List every line in the records that contains the word "weathered", matching case exactly.

┄┄┄┄┄┄┄┄┄┄

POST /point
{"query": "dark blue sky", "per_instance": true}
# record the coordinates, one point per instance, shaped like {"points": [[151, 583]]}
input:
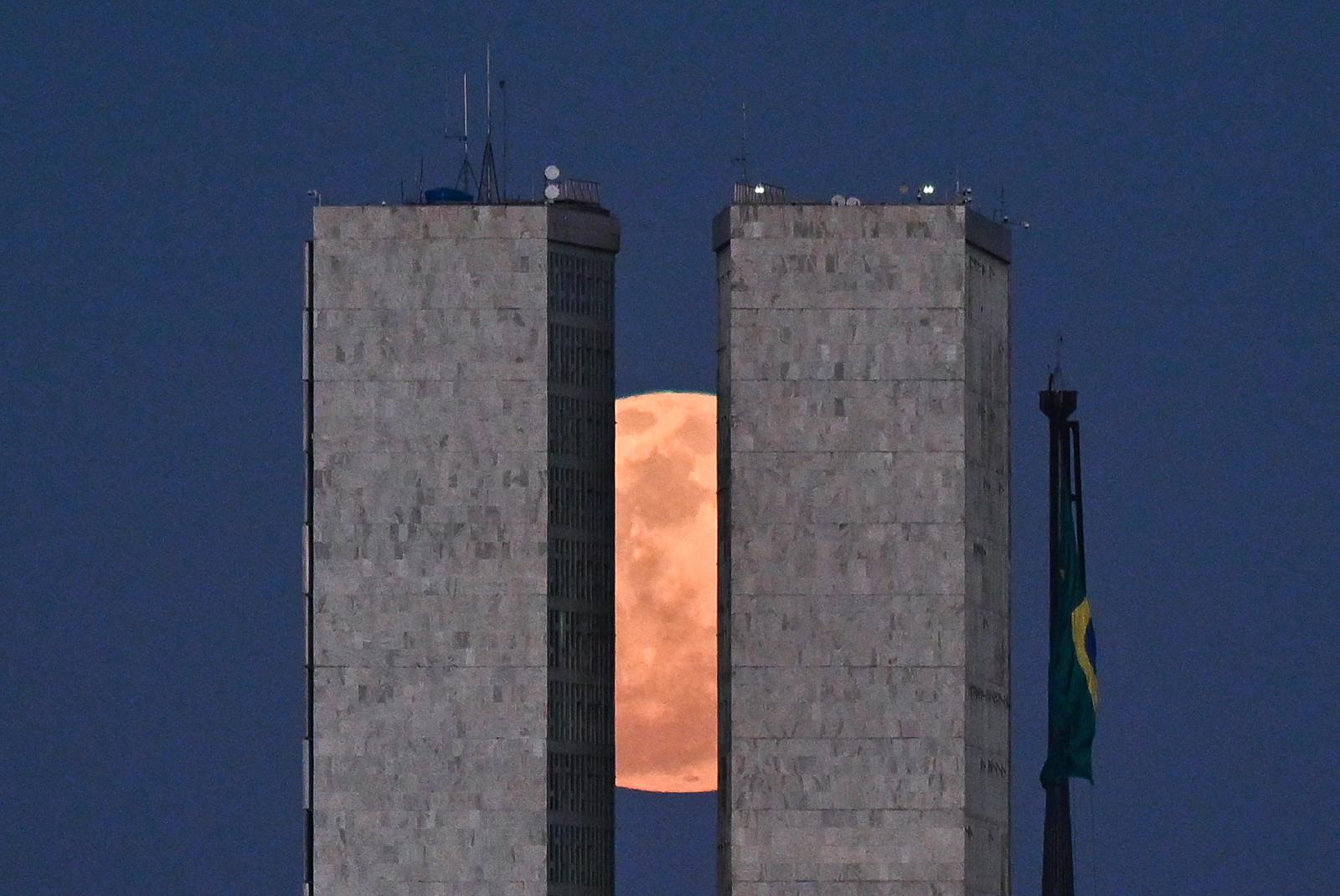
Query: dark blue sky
{"points": [[1179, 170]]}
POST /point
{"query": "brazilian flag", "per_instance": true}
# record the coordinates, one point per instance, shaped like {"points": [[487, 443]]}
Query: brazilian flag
{"points": [[1072, 686]]}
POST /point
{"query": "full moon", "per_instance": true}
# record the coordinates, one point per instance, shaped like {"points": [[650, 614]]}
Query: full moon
{"points": [[665, 587]]}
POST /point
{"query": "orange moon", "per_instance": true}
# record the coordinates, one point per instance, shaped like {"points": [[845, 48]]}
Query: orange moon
{"points": [[665, 592]]}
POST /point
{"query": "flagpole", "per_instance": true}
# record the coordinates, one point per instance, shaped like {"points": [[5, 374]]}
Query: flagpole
{"points": [[1058, 847]]}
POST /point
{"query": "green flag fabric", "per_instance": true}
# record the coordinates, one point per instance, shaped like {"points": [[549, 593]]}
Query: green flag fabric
{"points": [[1072, 682]]}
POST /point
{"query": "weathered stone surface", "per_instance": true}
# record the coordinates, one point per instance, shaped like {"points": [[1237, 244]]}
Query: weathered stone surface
{"points": [[863, 391], [433, 591]]}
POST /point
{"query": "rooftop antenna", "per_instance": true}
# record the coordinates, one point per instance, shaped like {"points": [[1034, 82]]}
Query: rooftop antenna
{"points": [[488, 173], [466, 181], [502, 90], [744, 133]]}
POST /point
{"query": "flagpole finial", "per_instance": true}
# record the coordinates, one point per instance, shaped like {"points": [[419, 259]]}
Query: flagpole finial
{"points": [[1058, 404]]}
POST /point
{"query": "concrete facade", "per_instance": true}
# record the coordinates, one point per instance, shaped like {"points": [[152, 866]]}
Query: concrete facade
{"points": [[863, 449], [460, 551]]}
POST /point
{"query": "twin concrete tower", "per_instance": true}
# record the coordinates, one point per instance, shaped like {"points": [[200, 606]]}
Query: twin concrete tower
{"points": [[460, 549]]}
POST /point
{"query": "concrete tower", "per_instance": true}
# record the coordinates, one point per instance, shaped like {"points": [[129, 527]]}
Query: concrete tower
{"points": [[863, 391], [460, 549]]}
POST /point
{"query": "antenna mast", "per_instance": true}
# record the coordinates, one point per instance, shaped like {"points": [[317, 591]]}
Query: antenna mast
{"points": [[466, 181], [744, 133], [502, 90], [488, 172]]}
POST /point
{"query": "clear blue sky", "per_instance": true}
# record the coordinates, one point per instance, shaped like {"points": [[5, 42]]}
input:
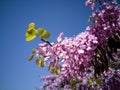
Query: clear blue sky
{"points": [[68, 16]]}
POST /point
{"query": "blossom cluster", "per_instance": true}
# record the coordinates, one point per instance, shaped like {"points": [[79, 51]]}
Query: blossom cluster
{"points": [[72, 55], [106, 22], [70, 59]]}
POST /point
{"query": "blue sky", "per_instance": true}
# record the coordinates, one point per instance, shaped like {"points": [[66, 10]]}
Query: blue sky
{"points": [[68, 16]]}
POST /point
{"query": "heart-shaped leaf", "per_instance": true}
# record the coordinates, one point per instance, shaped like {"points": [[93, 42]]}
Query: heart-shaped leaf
{"points": [[30, 34], [40, 63], [42, 33]]}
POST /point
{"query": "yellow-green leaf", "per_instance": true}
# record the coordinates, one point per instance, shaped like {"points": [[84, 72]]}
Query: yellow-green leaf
{"points": [[30, 34], [31, 25], [31, 57], [98, 81], [33, 51], [40, 63], [42, 33]]}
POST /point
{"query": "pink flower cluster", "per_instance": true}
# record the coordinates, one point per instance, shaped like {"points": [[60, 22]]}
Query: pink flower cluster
{"points": [[106, 22], [72, 56]]}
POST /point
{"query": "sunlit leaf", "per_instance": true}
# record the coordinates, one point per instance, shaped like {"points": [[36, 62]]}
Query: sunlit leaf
{"points": [[42, 33], [33, 51], [31, 57], [49, 66], [73, 82], [31, 25], [30, 34], [40, 63]]}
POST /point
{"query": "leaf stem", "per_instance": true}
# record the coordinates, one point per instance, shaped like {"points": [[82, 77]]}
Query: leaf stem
{"points": [[46, 41]]}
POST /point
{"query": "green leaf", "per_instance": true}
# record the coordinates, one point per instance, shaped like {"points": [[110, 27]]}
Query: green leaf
{"points": [[98, 81], [40, 63], [55, 70], [90, 80], [30, 34], [42, 33], [90, 18], [49, 67], [31, 57], [33, 51]]}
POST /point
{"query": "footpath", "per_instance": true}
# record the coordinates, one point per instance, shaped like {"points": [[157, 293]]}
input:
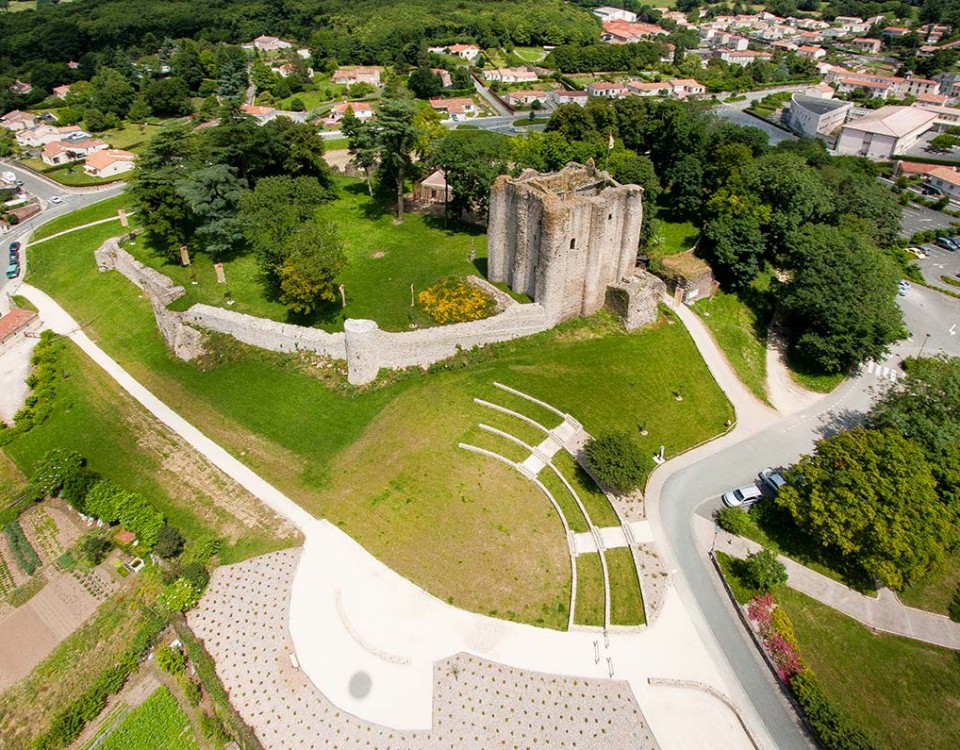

┄┄┄┄┄┄┄┄┄┄

*Exercise output*
{"query": "weathered stone surface", "per_instance": true}
Query: weathered stone surface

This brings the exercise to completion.